**REQUIREMENT:** Gather every line of the data that contains the string "rear", treating uppercase and lowercase as different.

**RECORDS FOR PROCESSING:**
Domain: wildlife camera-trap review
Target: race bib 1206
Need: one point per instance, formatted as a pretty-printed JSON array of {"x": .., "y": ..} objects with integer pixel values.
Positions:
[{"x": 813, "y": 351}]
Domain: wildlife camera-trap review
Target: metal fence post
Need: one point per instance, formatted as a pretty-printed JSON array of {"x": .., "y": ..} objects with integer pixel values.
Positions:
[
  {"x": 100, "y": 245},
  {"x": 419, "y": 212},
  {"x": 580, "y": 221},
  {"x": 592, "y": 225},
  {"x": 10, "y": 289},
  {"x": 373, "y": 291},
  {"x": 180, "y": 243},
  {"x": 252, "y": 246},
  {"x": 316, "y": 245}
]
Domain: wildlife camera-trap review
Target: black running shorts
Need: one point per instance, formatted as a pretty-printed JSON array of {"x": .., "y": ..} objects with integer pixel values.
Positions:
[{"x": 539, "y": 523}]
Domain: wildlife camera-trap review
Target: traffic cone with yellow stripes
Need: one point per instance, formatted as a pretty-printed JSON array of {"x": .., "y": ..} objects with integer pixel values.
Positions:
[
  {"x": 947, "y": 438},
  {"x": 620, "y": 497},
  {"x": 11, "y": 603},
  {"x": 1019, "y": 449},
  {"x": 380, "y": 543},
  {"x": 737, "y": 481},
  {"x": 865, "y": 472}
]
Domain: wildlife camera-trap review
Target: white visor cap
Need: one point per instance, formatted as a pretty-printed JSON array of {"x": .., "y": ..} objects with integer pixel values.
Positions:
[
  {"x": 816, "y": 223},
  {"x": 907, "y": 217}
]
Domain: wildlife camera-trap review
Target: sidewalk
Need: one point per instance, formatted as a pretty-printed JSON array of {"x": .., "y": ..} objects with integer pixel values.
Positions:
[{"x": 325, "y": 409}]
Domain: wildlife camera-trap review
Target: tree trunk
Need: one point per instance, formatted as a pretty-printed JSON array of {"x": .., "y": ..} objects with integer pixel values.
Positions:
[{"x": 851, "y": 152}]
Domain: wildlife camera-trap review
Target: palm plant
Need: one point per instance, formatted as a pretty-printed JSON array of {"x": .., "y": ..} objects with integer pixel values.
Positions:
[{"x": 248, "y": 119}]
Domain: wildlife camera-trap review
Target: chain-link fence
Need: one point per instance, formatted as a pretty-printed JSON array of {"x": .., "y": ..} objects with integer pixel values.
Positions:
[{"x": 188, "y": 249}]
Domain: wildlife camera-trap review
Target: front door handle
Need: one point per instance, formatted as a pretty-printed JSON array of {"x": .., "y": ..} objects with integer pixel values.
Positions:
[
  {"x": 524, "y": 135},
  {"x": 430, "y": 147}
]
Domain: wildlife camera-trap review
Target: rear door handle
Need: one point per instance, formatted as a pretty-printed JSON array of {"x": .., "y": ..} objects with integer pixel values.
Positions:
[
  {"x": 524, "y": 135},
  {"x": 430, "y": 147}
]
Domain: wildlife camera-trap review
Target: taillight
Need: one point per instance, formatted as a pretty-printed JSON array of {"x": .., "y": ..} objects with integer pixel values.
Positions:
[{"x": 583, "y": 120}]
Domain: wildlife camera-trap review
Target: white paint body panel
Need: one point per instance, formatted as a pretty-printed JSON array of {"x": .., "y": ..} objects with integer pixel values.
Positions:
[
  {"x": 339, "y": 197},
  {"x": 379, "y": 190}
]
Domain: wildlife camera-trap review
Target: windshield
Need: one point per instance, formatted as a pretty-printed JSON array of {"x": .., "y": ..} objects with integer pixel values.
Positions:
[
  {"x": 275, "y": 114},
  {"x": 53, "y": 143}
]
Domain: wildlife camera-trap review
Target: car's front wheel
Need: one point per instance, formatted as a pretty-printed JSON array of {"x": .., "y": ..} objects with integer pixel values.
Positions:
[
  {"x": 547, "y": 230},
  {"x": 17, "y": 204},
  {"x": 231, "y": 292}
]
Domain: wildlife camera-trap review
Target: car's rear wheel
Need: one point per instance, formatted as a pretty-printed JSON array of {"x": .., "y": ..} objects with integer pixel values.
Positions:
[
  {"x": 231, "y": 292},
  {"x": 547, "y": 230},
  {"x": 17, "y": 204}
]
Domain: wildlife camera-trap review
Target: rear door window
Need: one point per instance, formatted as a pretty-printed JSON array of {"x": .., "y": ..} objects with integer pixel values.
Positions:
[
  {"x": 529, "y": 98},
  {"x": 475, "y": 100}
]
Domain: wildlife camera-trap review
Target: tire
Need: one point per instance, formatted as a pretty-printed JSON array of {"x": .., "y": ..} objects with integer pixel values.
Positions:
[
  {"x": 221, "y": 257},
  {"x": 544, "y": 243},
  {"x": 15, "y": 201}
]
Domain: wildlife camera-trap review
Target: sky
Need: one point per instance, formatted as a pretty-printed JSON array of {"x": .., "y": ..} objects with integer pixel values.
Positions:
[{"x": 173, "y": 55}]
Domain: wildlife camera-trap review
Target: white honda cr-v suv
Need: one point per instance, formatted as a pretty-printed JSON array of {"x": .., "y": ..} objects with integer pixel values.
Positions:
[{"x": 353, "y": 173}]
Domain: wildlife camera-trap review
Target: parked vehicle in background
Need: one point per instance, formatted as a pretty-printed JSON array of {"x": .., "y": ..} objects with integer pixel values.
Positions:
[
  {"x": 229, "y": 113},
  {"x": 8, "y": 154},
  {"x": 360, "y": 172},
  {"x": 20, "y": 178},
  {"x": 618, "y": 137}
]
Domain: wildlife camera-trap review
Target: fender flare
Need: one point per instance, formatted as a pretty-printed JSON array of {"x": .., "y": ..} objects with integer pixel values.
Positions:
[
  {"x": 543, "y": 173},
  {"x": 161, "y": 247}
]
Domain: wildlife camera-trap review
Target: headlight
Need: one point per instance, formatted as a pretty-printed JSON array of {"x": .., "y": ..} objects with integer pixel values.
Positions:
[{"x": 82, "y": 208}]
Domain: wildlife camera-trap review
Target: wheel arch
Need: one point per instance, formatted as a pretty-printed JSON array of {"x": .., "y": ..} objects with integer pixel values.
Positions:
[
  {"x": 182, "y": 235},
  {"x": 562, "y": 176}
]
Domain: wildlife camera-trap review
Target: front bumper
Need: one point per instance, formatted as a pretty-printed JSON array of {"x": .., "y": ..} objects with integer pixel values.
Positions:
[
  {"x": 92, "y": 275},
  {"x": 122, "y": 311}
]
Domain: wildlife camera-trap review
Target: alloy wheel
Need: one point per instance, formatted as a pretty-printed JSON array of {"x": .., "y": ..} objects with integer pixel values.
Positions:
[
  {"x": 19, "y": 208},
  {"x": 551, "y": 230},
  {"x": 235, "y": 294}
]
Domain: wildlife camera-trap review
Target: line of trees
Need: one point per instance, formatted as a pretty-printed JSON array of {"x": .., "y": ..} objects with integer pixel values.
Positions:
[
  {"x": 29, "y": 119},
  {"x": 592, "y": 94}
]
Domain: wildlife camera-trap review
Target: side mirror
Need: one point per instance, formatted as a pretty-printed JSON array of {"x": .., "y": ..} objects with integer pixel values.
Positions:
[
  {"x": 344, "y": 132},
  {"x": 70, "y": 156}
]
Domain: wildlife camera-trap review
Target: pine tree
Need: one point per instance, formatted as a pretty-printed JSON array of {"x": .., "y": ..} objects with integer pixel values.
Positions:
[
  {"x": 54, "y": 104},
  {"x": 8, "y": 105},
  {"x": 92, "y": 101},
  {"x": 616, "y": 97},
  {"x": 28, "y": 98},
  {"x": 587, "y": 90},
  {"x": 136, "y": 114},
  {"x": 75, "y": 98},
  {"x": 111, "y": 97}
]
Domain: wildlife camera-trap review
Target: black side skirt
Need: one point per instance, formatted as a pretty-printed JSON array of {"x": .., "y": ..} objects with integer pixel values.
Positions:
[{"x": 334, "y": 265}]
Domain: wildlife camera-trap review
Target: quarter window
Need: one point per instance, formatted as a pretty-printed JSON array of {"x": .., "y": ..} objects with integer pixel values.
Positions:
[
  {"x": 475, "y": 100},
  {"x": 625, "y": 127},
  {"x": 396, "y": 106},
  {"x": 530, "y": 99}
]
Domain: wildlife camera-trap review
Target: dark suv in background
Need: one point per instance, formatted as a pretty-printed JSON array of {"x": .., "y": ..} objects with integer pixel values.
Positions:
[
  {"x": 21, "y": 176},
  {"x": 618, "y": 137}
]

**PROBLEM SOLUTION:**
Target: rear door handle
Target: car's rear wheel
Target: rear door window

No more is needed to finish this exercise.